PROBLEM TO WORK ON: Copy every line of the material below word for word.

BEGIN DATA IN THIS EXERCISE

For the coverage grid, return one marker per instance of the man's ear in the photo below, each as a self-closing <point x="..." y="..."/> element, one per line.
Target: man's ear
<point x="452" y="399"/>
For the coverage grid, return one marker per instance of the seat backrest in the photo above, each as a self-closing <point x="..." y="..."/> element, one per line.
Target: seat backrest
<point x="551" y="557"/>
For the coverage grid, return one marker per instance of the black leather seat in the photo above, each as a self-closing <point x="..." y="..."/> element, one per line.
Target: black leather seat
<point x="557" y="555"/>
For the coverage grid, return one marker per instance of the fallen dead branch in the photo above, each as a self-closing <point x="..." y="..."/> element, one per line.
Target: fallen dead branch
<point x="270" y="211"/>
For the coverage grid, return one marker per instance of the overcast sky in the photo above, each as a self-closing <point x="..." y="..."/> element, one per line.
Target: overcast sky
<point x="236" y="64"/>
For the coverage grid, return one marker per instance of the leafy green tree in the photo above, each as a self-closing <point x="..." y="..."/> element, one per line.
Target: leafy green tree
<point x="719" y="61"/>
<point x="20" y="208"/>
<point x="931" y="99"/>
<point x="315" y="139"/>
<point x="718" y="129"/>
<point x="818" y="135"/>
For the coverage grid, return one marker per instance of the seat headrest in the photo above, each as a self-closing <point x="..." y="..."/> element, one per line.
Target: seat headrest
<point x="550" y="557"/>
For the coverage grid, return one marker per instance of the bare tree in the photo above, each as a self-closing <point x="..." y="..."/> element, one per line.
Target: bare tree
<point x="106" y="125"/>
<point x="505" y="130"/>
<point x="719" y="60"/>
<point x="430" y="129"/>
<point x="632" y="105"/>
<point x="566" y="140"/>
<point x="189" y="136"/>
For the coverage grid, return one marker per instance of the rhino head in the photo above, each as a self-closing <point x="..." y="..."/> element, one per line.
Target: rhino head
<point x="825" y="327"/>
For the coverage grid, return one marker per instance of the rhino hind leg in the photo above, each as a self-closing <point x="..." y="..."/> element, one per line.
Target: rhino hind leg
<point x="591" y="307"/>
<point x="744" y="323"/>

END DATA IN THIS EXERCISE

WRITTEN ANSWER:
For the coverage grid, return one marker per instance of the man's ear in the photo below, each as a self-closing <point x="..." y="..."/> element, one per line.
Target: man's ear
<point x="452" y="399"/>
For the coverage grid, return one marker per instance of the seat backrest in the photo above, each as a self-closing <point x="..." y="..."/> element, one per line.
Target: seat backrest
<point x="551" y="557"/>
For the coverage grid, return one marker per instance of the black leather seat in the photo above, each as a self-closing <point x="..." y="..."/> element, one per line.
Target: black leather seat
<point x="557" y="555"/>
For the coverage grid, return one marker per instance of the fallen dead branch in the photo above, each as a self-closing <point x="..." y="..."/> element, one per line.
Target: fallen dead branch
<point x="270" y="211"/>
For the coverage grid, return one marker per instance of the overcast sky in the photo above, each as a self-closing <point x="..." y="..."/> element, one per line.
Target: overcast sky
<point x="236" y="64"/>
For the coverage grid, return one marker per instance of the leafy green tree in the photo above, each as a self-closing <point x="..." y="..."/> element, one per line.
Target: leafy green tree
<point x="719" y="61"/>
<point x="20" y="208"/>
<point x="931" y="99"/>
<point x="315" y="139"/>
<point x="718" y="129"/>
<point x="818" y="135"/>
For the coverage grid, return one marker per instance of the seat headrest in the photo above, each as a self-closing <point x="..." y="..."/> element, one per line.
Target: seat headrest
<point x="550" y="557"/>
For the coverage grid, return one marker per instance of the bare tree in the photo above, each as a self-closing <point x="..." y="..."/> element, one per line.
Target: bare tree
<point x="106" y="125"/>
<point x="505" y="130"/>
<point x="719" y="60"/>
<point x="430" y="129"/>
<point x="632" y="105"/>
<point x="566" y="140"/>
<point x="189" y="136"/>
For the coverage grid, return one marker per instance of the rhino head in the photo above, each as a self-closing <point x="..." y="..."/> element, one per line.
Target: rhino head
<point x="825" y="327"/>
For the coverage grid, return one marker per instance of the rhino hind leg in the photo above, each as a self-closing <point x="..." y="..."/> element, one per line.
Target: rhino hind leg
<point x="591" y="307"/>
<point x="744" y="323"/>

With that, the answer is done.